┌─ THE RECORDS
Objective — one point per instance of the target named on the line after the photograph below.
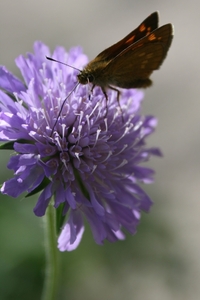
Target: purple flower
(91, 164)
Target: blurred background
(162, 260)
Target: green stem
(50, 290)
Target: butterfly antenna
(60, 62)
(62, 107)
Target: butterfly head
(85, 77)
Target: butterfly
(130, 62)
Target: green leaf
(59, 217)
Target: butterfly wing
(148, 25)
(140, 59)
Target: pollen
(142, 27)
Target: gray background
(173, 99)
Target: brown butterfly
(129, 62)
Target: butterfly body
(130, 62)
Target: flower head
(91, 162)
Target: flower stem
(50, 290)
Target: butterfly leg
(118, 94)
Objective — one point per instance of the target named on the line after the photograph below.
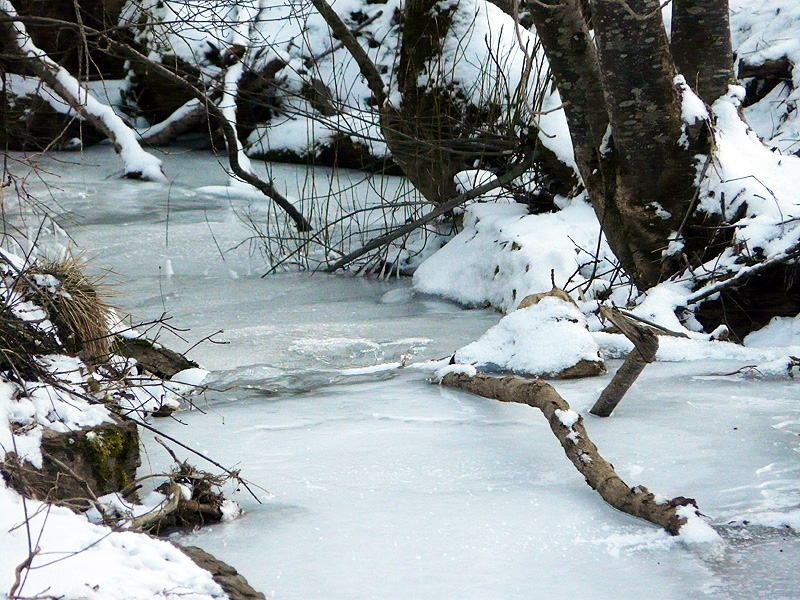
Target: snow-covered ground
(383, 485)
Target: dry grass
(77, 307)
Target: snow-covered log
(178, 123)
(567, 426)
(137, 162)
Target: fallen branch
(387, 238)
(265, 187)
(568, 428)
(646, 346)
(138, 163)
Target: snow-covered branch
(138, 163)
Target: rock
(78, 465)
(225, 575)
(153, 357)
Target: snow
(136, 160)
(77, 559)
(696, 530)
(370, 467)
(568, 418)
(503, 255)
(381, 483)
(543, 339)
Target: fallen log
(567, 426)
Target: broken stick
(646, 347)
(567, 426)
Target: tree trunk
(418, 133)
(701, 46)
(640, 178)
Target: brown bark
(626, 80)
(419, 132)
(580, 450)
(646, 347)
(655, 172)
(66, 45)
(701, 46)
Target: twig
(520, 169)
└─
An exact, word-for-word copy of the records is expected, with no pictures in it.

Objective — one point per instance of the target named on the line after the photograph below.
Target: purple flower
(91, 164)
Target: blurred background
(162, 260)
Target: green stem
(50, 290)
Target: butterfly antenna
(60, 62)
(62, 107)
Target: butterfly head
(85, 77)
Target: butterfly
(130, 62)
Target: green leaf
(59, 217)
Target: butterfly wing
(148, 25)
(140, 59)
Target: pollen
(142, 27)
Target: gray background
(173, 99)
Target: brown butterfly
(129, 62)
Target: butterfly body
(130, 62)
Target: flower head
(91, 162)
Target: flower stem
(50, 290)
Target: butterfly leg
(118, 94)
Objective — one point per instance of the target named on the line after the photograph below.
Target: snow-covered ground
(383, 485)
Target: dry grass
(77, 307)
Target: snow-covered log
(178, 123)
(567, 426)
(137, 162)
Target: fallen branch
(387, 238)
(265, 187)
(568, 428)
(646, 346)
(138, 163)
Target: snow-covered branch
(138, 163)
Target: rock
(78, 465)
(225, 575)
(153, 357)
Target: snow
(136, 160)
(77, 559)
(696, 530)
(370, 467)
(568, 418)
(503, 255)
(381, 483)
(543, 339)
Target: fallen log
(567, 426)
Target: broken stick
(646, 347)
(567, 426)
Target: tree trunk
(418, 133)
(701, 46)
(640, 178)
Target: brown bark
(626, 80)
(419, 132)
(580, 450)
(646, 347)
(655, 172)
(66, 45)
(701, 46)
Target: twig
(520, 169)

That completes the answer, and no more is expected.